> **Information given**:
#####
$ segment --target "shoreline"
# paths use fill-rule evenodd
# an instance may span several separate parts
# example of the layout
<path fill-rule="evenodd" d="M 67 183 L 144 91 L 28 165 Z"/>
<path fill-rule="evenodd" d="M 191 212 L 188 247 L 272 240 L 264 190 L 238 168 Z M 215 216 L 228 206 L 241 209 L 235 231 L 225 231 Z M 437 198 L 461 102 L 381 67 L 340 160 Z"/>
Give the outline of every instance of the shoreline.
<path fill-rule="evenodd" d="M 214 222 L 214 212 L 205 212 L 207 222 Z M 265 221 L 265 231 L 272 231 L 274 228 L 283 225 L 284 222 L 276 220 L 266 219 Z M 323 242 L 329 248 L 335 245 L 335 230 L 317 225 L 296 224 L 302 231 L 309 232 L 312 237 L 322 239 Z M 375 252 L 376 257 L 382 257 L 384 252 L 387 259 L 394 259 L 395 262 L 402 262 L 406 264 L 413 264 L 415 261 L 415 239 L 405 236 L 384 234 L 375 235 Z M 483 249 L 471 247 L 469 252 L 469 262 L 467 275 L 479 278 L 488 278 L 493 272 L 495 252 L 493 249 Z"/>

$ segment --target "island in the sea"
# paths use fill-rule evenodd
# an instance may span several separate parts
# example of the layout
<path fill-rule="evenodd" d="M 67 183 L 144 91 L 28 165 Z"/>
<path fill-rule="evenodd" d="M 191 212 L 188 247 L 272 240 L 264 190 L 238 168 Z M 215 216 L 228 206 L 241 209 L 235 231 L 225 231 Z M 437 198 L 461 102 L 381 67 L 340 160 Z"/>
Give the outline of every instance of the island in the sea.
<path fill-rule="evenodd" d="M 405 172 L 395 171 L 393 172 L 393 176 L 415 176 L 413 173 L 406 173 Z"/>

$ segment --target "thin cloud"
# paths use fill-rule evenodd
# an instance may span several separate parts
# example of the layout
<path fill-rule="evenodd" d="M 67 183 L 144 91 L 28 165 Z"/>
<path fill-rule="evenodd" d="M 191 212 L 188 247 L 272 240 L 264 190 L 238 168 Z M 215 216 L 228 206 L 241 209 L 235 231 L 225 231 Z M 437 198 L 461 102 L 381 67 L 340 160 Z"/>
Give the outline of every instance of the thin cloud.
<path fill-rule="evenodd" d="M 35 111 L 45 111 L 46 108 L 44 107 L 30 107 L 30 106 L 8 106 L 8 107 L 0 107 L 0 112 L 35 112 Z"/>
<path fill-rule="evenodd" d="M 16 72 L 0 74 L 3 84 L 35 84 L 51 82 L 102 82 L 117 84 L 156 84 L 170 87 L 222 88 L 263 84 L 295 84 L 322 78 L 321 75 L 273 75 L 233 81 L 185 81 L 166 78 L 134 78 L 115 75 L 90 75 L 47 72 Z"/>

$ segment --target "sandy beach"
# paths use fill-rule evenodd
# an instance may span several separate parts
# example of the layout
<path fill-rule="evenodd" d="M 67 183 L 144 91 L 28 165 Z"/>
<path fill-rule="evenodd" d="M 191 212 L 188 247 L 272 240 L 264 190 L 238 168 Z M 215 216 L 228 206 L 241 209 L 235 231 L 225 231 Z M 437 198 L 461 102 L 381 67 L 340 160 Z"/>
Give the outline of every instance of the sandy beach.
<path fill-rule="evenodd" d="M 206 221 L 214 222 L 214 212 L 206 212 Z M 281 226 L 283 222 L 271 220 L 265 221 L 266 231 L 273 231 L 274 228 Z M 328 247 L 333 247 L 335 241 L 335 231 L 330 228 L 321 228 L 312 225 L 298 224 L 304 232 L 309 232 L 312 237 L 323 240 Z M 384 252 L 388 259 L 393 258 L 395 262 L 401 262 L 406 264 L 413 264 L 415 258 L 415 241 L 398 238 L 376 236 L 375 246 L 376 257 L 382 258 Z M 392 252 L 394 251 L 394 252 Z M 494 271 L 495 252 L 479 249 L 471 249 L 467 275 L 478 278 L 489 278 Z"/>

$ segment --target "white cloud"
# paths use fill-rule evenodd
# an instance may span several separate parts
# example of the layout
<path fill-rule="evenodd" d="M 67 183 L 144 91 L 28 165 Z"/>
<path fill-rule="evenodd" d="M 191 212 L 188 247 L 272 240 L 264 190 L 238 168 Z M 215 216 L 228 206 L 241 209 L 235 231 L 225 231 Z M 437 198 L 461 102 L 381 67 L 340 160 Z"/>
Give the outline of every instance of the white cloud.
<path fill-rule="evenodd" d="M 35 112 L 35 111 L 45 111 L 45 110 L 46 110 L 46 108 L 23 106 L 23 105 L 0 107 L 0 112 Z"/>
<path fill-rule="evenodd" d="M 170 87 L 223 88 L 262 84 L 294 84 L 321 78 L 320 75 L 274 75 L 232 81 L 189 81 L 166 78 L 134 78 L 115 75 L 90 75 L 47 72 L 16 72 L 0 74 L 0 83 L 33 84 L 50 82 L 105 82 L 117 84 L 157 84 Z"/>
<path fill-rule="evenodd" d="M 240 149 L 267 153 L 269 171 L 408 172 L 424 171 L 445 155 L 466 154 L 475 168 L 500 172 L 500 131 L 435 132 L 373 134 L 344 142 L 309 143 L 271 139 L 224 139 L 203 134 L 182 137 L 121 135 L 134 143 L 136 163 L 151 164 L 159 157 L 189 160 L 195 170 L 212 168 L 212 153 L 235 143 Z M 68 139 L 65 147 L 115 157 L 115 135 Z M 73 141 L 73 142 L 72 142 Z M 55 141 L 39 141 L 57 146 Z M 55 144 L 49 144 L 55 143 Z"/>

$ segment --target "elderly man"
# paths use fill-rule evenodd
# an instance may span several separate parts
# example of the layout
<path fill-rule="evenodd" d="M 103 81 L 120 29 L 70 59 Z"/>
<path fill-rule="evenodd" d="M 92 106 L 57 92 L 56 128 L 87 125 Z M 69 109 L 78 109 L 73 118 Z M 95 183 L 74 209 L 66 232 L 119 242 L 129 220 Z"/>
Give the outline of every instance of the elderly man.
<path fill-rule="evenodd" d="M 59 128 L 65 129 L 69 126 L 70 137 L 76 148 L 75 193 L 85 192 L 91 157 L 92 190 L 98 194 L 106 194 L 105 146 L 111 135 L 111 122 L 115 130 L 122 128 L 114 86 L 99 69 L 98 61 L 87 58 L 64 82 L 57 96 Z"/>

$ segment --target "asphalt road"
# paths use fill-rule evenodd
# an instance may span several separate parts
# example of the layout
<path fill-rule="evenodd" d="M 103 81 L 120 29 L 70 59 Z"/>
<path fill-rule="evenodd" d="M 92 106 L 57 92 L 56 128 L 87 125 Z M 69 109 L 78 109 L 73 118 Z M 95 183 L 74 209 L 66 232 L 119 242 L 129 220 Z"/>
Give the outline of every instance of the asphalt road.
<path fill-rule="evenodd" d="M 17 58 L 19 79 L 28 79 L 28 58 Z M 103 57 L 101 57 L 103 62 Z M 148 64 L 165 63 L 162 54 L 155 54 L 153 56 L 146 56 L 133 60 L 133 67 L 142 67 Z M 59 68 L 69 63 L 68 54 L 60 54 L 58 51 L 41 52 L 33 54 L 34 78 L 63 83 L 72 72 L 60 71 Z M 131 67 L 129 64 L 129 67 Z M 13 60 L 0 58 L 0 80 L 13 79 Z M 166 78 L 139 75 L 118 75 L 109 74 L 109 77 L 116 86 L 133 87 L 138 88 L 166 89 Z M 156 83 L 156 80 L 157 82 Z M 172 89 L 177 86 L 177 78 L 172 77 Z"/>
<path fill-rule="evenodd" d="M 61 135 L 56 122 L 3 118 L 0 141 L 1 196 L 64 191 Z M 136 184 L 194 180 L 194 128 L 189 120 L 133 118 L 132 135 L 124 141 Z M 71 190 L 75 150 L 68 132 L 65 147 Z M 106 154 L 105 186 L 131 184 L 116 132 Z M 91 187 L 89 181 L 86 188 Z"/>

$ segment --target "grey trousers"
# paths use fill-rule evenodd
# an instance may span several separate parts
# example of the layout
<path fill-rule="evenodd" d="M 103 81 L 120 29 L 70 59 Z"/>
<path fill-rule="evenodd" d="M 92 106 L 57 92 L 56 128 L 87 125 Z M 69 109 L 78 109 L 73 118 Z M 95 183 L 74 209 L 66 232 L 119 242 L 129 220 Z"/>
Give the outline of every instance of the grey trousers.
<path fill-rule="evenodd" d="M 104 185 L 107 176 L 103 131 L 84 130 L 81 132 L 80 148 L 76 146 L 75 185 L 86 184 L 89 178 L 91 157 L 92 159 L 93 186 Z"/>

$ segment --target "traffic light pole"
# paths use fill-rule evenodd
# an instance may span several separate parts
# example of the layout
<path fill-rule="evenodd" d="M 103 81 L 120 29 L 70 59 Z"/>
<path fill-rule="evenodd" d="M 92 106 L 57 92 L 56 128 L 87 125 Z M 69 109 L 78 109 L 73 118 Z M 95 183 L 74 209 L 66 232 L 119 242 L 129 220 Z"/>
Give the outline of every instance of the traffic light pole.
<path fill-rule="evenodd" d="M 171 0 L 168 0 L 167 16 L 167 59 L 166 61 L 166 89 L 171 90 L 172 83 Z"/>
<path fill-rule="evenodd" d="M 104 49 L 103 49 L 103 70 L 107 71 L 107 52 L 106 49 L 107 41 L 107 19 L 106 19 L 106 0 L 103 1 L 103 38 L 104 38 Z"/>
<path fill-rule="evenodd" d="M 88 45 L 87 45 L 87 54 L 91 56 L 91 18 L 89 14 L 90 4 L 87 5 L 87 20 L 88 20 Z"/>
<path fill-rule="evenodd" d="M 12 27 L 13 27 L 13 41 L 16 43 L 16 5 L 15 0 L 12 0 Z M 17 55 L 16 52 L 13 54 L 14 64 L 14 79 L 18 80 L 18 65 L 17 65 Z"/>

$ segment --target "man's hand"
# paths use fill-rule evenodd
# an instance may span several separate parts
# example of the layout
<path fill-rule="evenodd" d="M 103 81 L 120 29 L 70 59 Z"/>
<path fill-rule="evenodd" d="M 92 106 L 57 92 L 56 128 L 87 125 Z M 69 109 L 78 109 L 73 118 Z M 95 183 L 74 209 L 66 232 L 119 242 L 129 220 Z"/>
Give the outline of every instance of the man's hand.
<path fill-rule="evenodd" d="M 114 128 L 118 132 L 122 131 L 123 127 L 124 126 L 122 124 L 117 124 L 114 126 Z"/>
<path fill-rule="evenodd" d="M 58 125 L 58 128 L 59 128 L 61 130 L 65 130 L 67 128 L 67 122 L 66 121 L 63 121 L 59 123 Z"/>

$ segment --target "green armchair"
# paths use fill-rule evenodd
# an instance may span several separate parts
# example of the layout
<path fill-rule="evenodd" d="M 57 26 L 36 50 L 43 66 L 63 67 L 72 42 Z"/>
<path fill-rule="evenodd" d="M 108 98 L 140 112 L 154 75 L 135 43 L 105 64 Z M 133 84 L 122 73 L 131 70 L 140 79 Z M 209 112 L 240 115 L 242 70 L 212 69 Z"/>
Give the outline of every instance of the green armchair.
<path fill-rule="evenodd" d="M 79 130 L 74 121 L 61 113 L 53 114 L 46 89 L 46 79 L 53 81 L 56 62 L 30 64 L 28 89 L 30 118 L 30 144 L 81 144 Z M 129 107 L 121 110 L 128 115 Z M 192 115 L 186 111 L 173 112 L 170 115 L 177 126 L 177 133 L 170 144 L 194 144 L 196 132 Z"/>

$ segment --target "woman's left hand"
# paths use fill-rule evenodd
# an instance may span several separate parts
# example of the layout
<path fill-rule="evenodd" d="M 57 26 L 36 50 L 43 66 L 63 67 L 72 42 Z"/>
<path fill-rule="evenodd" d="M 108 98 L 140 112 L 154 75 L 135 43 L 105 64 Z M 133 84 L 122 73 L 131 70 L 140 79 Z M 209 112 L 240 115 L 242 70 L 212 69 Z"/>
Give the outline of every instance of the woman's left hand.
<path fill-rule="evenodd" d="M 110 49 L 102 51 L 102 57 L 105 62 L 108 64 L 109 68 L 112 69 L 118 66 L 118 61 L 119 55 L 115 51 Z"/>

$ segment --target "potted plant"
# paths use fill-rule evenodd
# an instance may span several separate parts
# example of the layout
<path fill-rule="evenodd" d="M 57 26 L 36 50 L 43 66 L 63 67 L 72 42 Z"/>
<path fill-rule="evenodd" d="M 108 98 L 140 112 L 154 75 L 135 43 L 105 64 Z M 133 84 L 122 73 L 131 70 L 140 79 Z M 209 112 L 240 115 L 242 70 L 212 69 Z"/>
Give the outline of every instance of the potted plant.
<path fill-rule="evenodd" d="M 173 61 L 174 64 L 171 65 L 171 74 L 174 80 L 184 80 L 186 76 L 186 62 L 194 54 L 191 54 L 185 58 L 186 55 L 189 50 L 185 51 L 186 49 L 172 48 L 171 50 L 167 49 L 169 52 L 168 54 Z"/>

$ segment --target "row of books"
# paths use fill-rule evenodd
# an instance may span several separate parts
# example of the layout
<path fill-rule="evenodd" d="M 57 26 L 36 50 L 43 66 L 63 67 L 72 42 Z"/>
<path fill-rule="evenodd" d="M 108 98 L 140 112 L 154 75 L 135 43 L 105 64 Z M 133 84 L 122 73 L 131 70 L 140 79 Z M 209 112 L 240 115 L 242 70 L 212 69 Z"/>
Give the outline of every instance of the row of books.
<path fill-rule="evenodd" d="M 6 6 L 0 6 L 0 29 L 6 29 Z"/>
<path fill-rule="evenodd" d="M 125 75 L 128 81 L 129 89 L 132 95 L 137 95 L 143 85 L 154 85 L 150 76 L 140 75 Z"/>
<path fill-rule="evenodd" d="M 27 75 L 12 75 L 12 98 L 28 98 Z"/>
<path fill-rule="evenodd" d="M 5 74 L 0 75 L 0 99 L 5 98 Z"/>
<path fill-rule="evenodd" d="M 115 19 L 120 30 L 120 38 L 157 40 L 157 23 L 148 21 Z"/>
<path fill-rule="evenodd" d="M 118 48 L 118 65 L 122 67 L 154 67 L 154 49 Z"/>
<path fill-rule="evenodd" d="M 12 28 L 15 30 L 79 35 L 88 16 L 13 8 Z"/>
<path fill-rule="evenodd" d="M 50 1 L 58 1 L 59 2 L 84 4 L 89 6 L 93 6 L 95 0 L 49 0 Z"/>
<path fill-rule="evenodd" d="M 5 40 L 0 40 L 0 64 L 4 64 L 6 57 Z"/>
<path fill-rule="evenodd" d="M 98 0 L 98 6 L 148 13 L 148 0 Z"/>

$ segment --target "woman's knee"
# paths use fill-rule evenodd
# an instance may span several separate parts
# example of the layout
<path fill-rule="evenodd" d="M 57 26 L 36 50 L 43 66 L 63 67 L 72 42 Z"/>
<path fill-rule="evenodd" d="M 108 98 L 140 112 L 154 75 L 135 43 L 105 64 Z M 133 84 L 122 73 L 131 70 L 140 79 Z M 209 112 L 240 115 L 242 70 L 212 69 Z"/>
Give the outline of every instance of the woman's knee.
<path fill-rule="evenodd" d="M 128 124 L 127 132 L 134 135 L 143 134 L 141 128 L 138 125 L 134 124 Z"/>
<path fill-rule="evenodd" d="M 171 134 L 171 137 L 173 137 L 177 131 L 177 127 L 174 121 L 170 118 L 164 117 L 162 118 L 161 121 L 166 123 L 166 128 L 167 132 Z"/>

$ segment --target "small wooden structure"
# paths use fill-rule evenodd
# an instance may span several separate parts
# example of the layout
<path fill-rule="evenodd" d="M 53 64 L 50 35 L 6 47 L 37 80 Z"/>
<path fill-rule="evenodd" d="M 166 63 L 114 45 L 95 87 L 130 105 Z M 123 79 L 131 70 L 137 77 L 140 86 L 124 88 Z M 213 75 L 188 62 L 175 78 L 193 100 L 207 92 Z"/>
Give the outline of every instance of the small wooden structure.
#####
> **What you have to do**: Reprint the stretch from the start of the listing through the line "Give the outline of every instance of the shoreline.", swapping "layout" for "format" and leaving everything else as it is.

> **Exercise output**:
$ segment --target "shoreline"
# paths use fill-rule evenodd
# an instance may span several separate parts
# example of the format
<path fill-rule="evenodd" d="M 67 183 L 144 91 L 28 165 Z"/>
<path fill-rule="evenodd" d="M 191 212 L 188 247 L 272 240 L 264 190 L 238 168 Z M 215 216 L 228 206 L 241 209 L 235 231 L 225 231 Z M 437 198 L 461 102 L 381 67 L 340 160 Z"/>
Give the outline of every instance of the shoreline.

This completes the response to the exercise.